Task A ::
List every person named in the transcript on research fraud, giving each name in its fullest form.
Task B ::
Copy the passage of the transcript on research fraud between "The ones who" and "needed that comparison.", inclusive.

Extract provided ::
· · · · ·

The ones who had provided the original version of the data, which was later altered to no longer look like the original data. And you needed that comparison.
That's right. And we thought only an investigative journalist would get that. And that was actually true. A reporter for New Yorker spent considerable time, and he was able to get the data, and he was able to find, in my mind, irrefutable proof that the data were altered after they were sent to Dan.
What I think is really strange and troubling is that the investigations of potentially crooked researchers falls on the institutions that they work for, and those institutions have such strong incentives not to find them guilty. In stark contrast to the Gino case, where she's lost her tenure and Harvard's been very public about it, Duke has taken a very different stance. An investigation was done. It was done extremely secretively. Duke hasn't talked about it at all, which is interesting to me, because it let Dan Ariely himself be the voice of describing what the outcome of the investigation is. And he's no longer a named professor.
That's right.
Which is some form of punishment, but obviously a much less severe punishment than losing tenure. But I don't know, it seems to me like a failure of the institutions to police themselves.
Yeah. So a couple thoughts on that. So one is the most common outcome is secret. A secret resolution, an agreement. University says if you leave, we'll give you the this much money, you stay quiet and we're all happy. And they just say we don't comment on labor issues or determinants for employment decisions at the university. But it's worth keeping in mind comparing Dan to Francesca, that it's unlikely that Duke was able to get data of the caliber that Harvard was able to get just because of the nature of Dan's experiment versus Francesca Gino. So I'm convinced there's no room for doubt that the insurance data is fraudulent. And I don't know of an alternative explanation that's plausible to Dan having done it, but it hasn't been proven. That's just my belief based on all the evidence that's available. So it's not just because it's a man or a woman or more famous, less famous, or Duke vs. Harvard. It's not matched on the strength of evidence of wrongdoing.
Do you think that these high profile fraud cases will have or have had a big deterrent effect, scaring off others from cheating? If I were a cheater, I would be very afraid of you. But on the other hand, when punishments that get handed out are so uneven, then it really says, well, look, I might get caught, it might be embarrassing, but might not end my career, so I can do it. What's your feeling about the deterrent effect that what you're doing is having?
I don't know the facts, but I can tell you like rationally, you shouldn't be less likely to commit fraud after this experience because what you will learn is there's no real punishment. Because if the worst thing that can happen to you is that you're fired, but without fraud, you would be fired, it's still a win win for somebody like that to commit fraud. There's no real disincentive because the worst that can happen is that they don't do it anymore. And so that's why I think the rest of us have to take action to prevent it. Like to not be complicit in making it so easy for them.
You mentioned that you'd receive funding for a platform that prevents fraud.
Steve Levitt
Could you tell me more about that?

· · · · ·

Excerpted data ::

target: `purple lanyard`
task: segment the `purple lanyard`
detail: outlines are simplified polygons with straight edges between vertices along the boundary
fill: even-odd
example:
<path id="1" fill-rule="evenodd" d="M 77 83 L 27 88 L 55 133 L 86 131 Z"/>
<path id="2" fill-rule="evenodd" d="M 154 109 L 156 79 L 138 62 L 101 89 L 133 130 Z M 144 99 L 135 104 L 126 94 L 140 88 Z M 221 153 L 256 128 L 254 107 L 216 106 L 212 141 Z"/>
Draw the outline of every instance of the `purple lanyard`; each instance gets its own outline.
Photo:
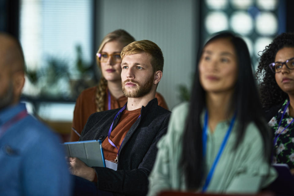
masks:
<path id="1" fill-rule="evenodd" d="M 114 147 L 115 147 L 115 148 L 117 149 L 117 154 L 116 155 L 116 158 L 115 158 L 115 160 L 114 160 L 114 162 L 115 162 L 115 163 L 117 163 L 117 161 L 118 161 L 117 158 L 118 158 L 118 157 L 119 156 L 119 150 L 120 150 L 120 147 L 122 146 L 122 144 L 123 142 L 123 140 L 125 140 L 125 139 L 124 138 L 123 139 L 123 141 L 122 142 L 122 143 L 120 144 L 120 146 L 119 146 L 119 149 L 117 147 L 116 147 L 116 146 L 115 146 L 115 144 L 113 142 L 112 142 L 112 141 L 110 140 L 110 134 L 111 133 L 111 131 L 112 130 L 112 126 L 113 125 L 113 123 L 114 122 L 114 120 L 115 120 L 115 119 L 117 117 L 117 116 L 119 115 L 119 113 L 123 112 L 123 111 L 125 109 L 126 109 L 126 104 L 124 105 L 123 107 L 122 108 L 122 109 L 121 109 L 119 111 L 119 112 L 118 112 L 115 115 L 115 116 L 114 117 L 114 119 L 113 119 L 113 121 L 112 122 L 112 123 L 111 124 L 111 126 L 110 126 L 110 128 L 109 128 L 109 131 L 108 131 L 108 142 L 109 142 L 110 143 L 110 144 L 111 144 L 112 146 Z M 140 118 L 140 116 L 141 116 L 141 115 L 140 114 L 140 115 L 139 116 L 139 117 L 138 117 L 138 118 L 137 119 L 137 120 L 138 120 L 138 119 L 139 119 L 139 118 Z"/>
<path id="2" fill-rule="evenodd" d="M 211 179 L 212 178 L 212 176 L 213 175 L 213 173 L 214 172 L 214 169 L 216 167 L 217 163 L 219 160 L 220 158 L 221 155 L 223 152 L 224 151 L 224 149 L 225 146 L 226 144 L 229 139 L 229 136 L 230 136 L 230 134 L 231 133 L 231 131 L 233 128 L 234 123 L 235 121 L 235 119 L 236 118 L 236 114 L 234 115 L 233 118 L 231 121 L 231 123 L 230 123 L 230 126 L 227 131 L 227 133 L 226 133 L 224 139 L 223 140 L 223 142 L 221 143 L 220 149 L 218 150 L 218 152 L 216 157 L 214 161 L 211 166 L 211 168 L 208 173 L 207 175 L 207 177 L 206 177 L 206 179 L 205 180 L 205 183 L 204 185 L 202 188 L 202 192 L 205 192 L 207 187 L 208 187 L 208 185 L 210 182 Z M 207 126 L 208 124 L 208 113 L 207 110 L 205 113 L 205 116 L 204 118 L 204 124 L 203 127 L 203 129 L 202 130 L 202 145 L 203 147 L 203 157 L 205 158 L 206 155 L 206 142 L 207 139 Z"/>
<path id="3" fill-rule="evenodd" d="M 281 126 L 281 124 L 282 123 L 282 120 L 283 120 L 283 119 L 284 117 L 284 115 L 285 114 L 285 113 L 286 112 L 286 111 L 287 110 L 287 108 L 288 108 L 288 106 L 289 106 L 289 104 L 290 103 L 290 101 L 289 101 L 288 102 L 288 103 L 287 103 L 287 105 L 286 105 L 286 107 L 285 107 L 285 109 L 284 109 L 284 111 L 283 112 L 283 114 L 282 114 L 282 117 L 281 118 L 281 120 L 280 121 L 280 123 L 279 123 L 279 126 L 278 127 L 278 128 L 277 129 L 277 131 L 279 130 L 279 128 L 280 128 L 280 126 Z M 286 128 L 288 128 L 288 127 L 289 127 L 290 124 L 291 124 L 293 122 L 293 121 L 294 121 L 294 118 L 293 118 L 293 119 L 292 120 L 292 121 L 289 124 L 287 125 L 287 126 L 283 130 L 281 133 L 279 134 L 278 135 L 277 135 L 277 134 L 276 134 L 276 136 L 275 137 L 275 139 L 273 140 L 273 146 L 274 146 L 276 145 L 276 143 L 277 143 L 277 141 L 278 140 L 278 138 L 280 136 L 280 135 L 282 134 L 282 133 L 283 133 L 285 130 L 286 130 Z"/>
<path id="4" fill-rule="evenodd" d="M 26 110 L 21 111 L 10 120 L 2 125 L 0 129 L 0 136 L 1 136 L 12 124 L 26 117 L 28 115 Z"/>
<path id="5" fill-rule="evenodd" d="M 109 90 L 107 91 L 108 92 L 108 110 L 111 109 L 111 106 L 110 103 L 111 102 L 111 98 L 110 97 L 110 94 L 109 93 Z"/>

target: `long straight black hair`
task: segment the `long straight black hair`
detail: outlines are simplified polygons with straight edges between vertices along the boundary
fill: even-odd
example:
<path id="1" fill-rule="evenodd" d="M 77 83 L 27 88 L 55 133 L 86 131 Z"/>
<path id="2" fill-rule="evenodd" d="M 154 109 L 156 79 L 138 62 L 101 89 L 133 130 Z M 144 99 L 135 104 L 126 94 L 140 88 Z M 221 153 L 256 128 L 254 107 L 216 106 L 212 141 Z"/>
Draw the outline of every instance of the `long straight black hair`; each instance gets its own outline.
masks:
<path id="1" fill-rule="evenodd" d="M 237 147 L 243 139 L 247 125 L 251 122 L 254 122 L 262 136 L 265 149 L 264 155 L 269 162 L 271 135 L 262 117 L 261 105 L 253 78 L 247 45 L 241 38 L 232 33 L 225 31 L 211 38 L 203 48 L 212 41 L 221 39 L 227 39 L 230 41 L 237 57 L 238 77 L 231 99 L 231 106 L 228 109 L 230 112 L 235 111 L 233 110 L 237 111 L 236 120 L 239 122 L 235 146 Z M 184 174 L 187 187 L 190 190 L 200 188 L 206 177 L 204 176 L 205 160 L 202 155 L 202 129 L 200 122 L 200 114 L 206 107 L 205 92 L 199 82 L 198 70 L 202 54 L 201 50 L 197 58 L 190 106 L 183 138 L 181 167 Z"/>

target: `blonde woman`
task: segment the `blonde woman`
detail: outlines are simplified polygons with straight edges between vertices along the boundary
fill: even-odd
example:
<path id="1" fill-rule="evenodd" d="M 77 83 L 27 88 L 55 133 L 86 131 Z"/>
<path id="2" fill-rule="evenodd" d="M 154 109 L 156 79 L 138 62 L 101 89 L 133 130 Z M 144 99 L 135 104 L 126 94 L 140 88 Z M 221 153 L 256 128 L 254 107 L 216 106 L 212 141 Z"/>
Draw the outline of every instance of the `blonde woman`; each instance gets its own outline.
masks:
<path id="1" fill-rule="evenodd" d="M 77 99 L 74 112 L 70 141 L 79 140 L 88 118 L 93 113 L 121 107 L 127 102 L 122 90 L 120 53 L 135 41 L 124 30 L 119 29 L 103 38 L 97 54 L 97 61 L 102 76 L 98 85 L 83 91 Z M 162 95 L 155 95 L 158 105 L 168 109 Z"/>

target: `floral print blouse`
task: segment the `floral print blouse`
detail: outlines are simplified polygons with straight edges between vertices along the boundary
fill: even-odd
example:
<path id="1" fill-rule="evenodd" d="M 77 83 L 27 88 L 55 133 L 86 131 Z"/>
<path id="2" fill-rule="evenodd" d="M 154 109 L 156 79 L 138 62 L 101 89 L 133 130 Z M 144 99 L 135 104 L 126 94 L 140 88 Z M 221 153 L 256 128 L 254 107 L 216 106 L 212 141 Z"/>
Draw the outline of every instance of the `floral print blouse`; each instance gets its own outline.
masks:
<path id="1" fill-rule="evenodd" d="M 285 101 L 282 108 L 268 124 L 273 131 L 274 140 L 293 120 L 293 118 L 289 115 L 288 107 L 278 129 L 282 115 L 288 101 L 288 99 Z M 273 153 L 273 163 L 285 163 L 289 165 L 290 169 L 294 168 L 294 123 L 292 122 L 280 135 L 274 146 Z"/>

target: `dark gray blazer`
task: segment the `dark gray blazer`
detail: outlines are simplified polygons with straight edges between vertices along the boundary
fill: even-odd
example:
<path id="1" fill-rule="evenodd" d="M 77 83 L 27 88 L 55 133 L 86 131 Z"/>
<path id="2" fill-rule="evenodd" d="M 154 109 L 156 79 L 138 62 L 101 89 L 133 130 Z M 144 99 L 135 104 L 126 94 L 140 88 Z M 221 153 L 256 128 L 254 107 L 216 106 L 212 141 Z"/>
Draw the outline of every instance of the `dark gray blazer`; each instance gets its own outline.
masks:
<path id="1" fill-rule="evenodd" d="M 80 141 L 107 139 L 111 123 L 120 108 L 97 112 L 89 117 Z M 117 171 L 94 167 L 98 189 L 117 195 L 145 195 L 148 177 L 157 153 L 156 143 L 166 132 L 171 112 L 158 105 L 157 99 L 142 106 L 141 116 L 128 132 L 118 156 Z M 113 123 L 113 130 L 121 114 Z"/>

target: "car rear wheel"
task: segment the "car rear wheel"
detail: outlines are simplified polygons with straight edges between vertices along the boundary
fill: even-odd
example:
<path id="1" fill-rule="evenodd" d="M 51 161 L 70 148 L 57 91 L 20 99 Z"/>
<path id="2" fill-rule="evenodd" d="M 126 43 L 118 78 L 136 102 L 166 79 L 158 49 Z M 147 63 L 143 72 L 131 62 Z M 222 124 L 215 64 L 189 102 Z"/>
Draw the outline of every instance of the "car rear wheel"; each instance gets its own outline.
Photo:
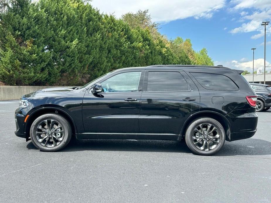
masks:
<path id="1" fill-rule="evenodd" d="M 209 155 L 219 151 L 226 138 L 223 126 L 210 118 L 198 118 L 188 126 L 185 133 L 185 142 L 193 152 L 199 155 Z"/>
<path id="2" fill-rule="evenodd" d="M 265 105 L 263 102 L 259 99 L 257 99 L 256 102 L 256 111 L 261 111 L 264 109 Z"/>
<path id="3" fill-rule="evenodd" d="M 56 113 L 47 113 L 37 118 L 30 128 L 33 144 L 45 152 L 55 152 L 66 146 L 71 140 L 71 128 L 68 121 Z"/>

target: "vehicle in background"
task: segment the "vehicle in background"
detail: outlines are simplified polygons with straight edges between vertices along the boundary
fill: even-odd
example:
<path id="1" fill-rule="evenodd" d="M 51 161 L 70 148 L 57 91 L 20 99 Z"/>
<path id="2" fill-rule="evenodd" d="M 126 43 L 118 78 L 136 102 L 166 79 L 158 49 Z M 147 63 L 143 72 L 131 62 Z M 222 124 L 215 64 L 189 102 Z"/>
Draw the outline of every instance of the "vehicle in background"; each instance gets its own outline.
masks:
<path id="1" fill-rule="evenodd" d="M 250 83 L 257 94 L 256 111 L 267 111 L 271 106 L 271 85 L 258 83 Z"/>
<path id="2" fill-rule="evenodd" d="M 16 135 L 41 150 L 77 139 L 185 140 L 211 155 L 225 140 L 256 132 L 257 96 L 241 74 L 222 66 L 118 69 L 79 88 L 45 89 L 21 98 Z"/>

· · · · ·

Correct answer A ::
Dan Ariely
Francesca Gino
Steve Levitt

Correct answer B ::
The ones who had provided the original version of the data, which was later altered to no longer look like the original data. And you needed that comparison.